The request = Extract each line of the records below that contains the string "query". The match is case-sensitive.

[Begin Material supplied]

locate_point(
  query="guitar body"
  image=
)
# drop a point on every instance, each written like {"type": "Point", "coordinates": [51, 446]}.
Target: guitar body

[End Material supplied]
[Begin Material supplied]

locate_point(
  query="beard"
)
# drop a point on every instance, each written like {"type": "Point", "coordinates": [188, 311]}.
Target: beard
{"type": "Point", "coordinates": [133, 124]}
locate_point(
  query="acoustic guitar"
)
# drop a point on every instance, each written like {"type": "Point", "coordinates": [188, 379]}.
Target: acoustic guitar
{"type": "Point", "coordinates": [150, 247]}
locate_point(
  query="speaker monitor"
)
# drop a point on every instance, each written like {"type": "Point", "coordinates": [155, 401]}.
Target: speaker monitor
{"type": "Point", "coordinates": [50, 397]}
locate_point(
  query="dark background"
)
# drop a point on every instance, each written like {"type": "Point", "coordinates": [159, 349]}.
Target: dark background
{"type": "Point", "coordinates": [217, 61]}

[End Material supplied]

Reply =
  query="guitar body"
  query="beard"
  query="acoustic guitar"
  query="speaker monitor"
  query="dark background"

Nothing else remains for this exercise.